— SUPPLIED PASSAGE —
——————
In PES melanoma cell lines, expression of DN-hTERT, which resulted in a profound reduction of telomerase activity, was not accompanied with progressive telomere shortening and subsequent increased apoptosis or growth arrest, as observed in other experimental models (Hahn et al., 1999; Zhang et al., 1999). However, the growth rate of DN-hTERT clones was significantly reduced with respect to their telomerase-expressing counterparts (Table 3).

Reduced melanoma growth rate might, at least in part, account for the decreased susceptibility of melanoma clones expressing DN-hTERT to TMZ. Indeed, we demonstrated previously that both cytotoxic and growth inhibitory effects of TMZ are more evident in actively proliferating cells than in resting lymphocytes or growth-arrested tumor cells (Tentori 2001b, 2002b). Actually, DNA damage (i.e., unrepaired O⁶-methylguanine adducts) requires DNA synthesis and occurs during the second cycle of replication, when thymine rather than cytosine is incorporated opposite the methylated base. Only at this point is the MR system triggered by the G:T mispairs, because MR exclusively removes thymine, which is inserted again during repair DNA synthesis. The futile cycles of MR intervention lead to growth arrest and/or apoptosis induction (D'Atri et al., 1998; Hirose et al., 2001). Thus, the increased doubling time observed in DN-hTERT transfectants might delay MR intervention and reduce the extent of growth inhibition induced by TMZ. In the case of BCNU, even if this agent is capable of alkylating DNA of nondividing cells, toxicity is markedly enhanced in rapidly proliferating tissues. Moreover, because of the lengthening of cell cycle duration occurring in telomerase-inhibited clones, the AGT enzyme might have more time to remove the chloroethyl adduct before the next cell division.
——————
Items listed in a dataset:
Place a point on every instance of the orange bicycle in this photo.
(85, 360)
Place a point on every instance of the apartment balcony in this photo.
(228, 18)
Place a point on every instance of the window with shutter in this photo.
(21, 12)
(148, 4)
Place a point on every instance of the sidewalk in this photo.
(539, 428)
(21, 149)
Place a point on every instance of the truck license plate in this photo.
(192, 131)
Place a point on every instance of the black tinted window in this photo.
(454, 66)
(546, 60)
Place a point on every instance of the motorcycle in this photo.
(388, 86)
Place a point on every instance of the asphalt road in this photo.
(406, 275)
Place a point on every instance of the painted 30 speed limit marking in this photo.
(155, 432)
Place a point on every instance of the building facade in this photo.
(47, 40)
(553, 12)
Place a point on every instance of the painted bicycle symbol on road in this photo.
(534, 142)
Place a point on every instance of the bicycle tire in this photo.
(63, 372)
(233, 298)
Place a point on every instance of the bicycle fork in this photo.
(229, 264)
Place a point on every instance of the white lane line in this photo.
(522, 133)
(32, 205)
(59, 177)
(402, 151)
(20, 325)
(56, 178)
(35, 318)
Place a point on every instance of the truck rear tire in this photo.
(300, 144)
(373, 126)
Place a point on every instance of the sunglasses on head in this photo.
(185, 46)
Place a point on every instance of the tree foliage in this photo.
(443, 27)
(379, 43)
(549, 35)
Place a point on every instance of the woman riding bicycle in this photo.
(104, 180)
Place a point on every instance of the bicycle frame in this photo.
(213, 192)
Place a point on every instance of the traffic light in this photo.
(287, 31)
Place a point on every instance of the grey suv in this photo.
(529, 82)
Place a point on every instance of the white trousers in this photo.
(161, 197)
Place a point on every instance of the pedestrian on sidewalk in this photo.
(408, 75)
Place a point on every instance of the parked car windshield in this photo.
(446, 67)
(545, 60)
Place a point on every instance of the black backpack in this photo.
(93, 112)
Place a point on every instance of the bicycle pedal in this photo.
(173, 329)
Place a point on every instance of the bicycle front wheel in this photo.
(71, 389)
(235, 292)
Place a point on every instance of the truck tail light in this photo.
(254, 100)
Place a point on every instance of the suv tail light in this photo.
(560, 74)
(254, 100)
——————
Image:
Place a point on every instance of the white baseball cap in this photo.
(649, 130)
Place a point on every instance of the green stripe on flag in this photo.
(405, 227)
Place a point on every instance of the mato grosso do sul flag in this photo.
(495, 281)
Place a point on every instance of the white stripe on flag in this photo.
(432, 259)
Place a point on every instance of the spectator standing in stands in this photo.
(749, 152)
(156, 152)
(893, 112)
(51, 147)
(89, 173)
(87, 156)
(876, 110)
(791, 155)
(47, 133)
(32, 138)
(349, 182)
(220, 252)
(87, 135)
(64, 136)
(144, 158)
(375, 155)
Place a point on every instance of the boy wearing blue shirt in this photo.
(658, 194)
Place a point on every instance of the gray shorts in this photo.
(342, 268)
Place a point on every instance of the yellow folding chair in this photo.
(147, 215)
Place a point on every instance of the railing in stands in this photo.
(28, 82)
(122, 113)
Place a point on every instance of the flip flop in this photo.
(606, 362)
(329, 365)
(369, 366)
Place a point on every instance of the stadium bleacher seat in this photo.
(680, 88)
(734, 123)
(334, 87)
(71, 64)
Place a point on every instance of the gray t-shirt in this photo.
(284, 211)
——————
— TASK LIST —
**A.** In the melanoma passage, during which cycle of replication does DNA damage from unrepaired O⁶-methylguanine adducts occur?
**B.** Translate this sentence from the melanoma passage into Spanish: "In the case of BCNU, even if this agent is capable of alkylating DNA of nondividing cells, toxicity is markedly enhanced in rapidly proliferating tissues."
The listing above is separate from the melanoma passage.

— PER-TASK ANSWERS —
**A.** It occurs during the second cycle of replication.

**B.** En el caso de la BCNU, aunque este agente es capaz de alquilar el ADN de células que no se dividen, la toxicidad aumenta notablemente en los tejidos de proliferación rápida.